-- START Entries --

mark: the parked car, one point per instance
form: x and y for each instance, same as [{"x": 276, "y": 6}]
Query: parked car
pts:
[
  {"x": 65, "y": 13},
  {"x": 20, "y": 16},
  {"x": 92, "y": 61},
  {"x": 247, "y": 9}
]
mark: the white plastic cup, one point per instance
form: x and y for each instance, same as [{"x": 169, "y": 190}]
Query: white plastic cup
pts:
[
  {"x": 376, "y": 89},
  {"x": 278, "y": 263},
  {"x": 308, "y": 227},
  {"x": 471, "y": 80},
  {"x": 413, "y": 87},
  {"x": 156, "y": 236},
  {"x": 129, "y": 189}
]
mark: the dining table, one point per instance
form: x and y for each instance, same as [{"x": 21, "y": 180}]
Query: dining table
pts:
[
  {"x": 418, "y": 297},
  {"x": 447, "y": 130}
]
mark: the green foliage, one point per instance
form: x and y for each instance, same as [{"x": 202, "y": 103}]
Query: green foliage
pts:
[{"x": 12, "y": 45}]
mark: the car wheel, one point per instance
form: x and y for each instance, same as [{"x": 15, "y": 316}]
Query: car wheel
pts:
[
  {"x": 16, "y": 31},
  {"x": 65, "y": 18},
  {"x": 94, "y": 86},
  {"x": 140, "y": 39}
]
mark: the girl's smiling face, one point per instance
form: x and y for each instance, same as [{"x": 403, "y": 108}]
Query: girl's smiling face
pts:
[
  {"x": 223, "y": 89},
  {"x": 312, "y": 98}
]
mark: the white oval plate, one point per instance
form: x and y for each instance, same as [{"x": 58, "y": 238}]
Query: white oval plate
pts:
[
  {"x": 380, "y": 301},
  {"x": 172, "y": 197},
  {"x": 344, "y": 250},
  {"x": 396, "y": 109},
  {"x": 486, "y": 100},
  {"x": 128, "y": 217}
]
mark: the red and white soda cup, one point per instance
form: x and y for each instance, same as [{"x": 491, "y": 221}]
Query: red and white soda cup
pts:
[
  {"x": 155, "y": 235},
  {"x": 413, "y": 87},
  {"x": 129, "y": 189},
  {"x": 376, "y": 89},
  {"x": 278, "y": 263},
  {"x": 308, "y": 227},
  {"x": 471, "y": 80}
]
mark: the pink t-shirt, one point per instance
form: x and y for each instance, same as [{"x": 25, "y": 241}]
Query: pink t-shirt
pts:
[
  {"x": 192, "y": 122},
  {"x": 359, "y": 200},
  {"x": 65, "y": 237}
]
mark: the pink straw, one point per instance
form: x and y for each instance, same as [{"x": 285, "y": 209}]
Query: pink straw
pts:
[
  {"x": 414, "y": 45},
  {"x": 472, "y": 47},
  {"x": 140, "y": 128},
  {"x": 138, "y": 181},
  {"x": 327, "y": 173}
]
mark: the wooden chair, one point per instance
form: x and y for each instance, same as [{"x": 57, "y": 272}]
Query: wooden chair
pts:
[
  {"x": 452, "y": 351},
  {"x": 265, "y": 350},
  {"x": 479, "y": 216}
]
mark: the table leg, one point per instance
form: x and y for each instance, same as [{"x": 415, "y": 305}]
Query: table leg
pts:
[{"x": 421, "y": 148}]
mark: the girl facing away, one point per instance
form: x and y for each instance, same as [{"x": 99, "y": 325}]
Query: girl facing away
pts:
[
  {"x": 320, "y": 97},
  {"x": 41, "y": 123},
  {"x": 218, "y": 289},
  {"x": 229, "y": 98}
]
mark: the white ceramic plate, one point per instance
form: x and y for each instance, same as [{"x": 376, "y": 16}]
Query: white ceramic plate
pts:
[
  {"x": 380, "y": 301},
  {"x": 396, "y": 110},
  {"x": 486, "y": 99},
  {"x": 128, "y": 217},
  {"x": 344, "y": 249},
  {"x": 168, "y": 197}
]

-- END Entries --

• Do this
Reproduce every line of the material, from the line that contains "mark: the table leg, one point per instance" through the end of the material, and offset each x and y coordinate in the point lists by 62. Keep all other lines unchanged, including the sample coordinates in the form lines.

• The completed task
mark: the table leg, one point per instance
form: x and y for each instance, same as [{"x": 415, "y": 305}]
Query: table leg
pts:
[{"x": 483, "y": 210}]
mark: the girl facing away, one point per instance
form: x and y for each instance, same as [{"x": 99, "y": 325}]
Query: girl facing away
pts:
[
  {"x": 382, "y": 159},
  {"x": 103, "y": 185},
  {"x": 280, "y": 351},
  {"x": 291, "y": 160}
]
mark: the white ceramic plate, one point per instance
form: x and y for each instance, same as [{"x": 376, "y": 16}]
Query: white ceramic plate
pts:
[
  {"x": 442, "y": 363},
  {"x": 458, "y": 172},
  {"x": 548, "y": 161},
  {"x": 190, "y": 279},
  {"x": 406, "y": 311},
  {"x": 230, "y": 259}
]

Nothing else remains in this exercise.